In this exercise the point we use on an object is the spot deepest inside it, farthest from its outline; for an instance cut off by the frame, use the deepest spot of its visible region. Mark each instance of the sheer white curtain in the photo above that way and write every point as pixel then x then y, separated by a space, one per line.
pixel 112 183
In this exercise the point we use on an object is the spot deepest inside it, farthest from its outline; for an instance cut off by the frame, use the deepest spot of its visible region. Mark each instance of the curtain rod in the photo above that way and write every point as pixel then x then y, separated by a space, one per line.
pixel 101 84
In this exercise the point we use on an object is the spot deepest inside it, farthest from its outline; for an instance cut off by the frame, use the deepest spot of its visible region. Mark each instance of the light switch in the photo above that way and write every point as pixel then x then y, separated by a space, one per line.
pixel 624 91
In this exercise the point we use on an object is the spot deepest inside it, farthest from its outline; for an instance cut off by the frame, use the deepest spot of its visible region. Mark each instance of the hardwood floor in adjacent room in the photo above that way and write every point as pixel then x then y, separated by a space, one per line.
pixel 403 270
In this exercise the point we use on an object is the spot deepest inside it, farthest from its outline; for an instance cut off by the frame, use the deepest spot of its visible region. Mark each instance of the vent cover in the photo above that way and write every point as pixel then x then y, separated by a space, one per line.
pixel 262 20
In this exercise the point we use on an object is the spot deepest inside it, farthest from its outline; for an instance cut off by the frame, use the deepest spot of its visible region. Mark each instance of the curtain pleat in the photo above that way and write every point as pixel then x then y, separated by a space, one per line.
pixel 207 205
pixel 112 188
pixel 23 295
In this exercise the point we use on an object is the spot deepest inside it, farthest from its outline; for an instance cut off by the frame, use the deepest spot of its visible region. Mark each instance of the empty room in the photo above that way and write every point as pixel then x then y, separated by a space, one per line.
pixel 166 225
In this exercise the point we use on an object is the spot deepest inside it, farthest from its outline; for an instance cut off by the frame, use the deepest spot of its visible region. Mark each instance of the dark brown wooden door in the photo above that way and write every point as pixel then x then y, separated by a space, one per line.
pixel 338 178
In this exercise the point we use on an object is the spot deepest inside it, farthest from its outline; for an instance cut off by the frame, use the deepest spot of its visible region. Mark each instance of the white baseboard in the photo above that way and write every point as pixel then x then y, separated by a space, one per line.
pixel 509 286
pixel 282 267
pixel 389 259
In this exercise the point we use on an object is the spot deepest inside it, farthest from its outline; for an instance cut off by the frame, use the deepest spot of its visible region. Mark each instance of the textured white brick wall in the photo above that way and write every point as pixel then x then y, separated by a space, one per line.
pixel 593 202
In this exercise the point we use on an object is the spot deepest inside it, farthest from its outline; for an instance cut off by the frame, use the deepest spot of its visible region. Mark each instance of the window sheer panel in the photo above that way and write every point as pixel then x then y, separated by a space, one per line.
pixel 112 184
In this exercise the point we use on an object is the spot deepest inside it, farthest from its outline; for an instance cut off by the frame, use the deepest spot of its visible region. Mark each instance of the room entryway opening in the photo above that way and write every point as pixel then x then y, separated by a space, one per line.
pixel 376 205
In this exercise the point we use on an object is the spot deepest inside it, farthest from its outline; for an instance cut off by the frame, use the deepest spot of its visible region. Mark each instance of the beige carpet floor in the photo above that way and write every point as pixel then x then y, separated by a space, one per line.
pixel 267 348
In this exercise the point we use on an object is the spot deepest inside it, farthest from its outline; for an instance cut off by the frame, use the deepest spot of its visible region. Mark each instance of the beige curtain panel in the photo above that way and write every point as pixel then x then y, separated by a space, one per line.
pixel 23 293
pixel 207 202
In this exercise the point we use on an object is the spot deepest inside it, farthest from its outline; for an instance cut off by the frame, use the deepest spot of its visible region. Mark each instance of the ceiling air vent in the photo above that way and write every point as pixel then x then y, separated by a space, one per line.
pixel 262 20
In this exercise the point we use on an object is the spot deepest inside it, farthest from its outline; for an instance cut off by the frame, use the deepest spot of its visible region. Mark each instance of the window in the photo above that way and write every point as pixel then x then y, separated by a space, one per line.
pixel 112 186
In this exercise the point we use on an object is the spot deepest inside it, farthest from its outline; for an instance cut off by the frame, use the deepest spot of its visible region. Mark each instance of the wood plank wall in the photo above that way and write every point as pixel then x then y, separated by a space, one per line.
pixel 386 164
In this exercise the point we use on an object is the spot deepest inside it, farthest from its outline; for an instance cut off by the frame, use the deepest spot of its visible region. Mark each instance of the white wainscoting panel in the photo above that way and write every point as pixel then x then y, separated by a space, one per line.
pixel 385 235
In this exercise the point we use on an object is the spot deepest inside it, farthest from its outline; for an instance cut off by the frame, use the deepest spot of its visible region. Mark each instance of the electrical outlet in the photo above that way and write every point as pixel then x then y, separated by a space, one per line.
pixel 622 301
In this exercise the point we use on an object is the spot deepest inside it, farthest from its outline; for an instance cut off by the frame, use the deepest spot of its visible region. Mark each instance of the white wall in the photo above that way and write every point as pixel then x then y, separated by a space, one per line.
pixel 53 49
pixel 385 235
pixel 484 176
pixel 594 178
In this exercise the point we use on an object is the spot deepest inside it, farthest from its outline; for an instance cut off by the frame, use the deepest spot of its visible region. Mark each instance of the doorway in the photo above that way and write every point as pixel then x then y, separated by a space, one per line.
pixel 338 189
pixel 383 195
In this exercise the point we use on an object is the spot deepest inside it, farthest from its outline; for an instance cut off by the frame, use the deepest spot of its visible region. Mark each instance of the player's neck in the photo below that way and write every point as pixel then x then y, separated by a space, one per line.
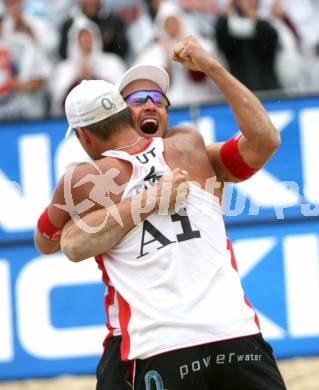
pixel 128 141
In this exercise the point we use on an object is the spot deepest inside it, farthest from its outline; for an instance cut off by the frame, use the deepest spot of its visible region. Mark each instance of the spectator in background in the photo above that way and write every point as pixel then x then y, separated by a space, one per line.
pixel 86 60
pixel 38 29
pixel 249 44
pixel 24 70
pixel 288 61
pixel 170 28
pixel 153 7
pixel 112 28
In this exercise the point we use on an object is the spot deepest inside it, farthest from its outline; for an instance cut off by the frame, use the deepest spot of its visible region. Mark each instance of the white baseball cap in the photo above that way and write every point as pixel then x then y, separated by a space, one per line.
pixel 90 102
pixel 145 72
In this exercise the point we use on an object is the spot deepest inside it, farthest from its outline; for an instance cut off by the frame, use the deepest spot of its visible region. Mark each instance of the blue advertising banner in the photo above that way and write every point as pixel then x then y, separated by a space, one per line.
pixel 51 310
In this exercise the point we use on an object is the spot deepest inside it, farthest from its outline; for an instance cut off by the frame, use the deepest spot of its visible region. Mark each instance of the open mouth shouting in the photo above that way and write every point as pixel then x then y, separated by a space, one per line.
pixel 149 126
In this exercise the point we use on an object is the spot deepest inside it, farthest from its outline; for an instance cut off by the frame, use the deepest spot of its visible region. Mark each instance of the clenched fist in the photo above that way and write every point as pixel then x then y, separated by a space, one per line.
pixel 192 54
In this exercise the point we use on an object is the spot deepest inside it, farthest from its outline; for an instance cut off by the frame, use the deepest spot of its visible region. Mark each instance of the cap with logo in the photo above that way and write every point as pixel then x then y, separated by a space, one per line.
pixel 90 102
pixel 145 72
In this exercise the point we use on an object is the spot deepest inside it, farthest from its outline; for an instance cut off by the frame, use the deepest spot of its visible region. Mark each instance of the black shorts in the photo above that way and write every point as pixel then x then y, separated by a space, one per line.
pixel 111 372
pixel 245 363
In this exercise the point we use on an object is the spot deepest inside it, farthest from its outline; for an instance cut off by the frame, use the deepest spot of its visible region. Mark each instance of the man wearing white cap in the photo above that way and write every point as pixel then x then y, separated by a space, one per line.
pixel 188 138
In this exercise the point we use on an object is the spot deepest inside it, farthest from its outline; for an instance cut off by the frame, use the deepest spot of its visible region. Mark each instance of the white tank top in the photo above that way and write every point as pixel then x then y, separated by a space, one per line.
pixel 175 284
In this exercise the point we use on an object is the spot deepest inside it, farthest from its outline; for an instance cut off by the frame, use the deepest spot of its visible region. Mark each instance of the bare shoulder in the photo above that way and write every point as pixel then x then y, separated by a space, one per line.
pixel 186 134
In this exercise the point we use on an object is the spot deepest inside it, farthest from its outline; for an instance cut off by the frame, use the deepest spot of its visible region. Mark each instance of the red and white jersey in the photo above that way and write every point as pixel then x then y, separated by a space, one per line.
pixel 175 279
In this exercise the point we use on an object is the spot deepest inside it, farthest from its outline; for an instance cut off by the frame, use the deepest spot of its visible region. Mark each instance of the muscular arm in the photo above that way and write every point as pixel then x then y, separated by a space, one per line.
pixel 79 244
pixel 260 138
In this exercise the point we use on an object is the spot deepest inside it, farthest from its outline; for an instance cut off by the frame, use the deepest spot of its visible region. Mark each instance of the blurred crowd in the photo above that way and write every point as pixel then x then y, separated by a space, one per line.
pixel 49 46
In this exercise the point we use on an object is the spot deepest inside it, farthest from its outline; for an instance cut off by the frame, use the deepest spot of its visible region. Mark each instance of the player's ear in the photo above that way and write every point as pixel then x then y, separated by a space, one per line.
pixel 83 136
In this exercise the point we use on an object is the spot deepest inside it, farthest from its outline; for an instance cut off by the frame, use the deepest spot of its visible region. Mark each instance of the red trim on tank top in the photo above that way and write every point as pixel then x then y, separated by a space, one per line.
pixel 234 265
pixel 124 316
pixel 108 298
pixel 146 145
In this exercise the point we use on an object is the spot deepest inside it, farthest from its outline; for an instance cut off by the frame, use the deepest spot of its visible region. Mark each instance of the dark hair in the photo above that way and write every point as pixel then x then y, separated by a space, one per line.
pixel 106 128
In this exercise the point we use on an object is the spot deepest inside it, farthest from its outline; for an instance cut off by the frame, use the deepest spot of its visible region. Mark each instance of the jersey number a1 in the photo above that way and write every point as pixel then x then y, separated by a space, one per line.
pixel 187 234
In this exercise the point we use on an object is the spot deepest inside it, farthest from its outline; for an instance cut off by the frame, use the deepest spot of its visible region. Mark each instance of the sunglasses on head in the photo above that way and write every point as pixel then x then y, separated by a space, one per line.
pixel 139 98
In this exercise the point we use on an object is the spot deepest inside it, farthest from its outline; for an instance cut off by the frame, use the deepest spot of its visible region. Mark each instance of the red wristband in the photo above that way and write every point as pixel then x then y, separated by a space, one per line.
pixel 233 161
pixel 46 227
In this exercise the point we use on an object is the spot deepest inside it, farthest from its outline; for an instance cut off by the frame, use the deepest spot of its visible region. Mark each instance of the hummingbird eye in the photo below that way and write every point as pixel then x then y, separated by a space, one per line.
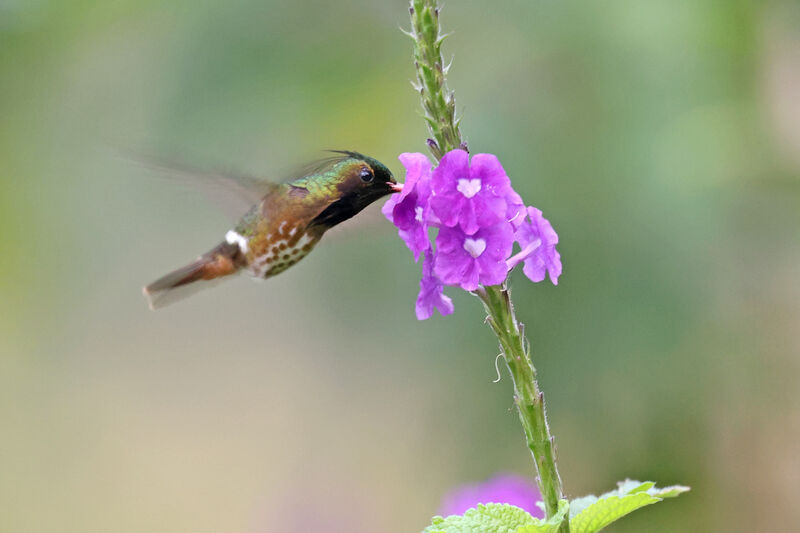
pixel 366 175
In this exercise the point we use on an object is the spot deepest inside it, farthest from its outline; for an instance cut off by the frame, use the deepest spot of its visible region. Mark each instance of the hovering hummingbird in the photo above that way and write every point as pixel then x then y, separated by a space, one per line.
pixel 285 223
::::::
Work instructions: Copy out the part of the records that opens with the line containing "of the textured" and closes with the line containing "pixel 593 202", both lines included, with nothing changed.

Task answer:
In this exercise the point we use on an object is the spot deepest inside it, farthest from its outline; for an instance cut off by the frame, use the deepest spot of its visible region. Mark each instance of the textured white brick wall in the photo above that way and write every point as pixel then x then y, separated by a space, one per line.
pixel 593 202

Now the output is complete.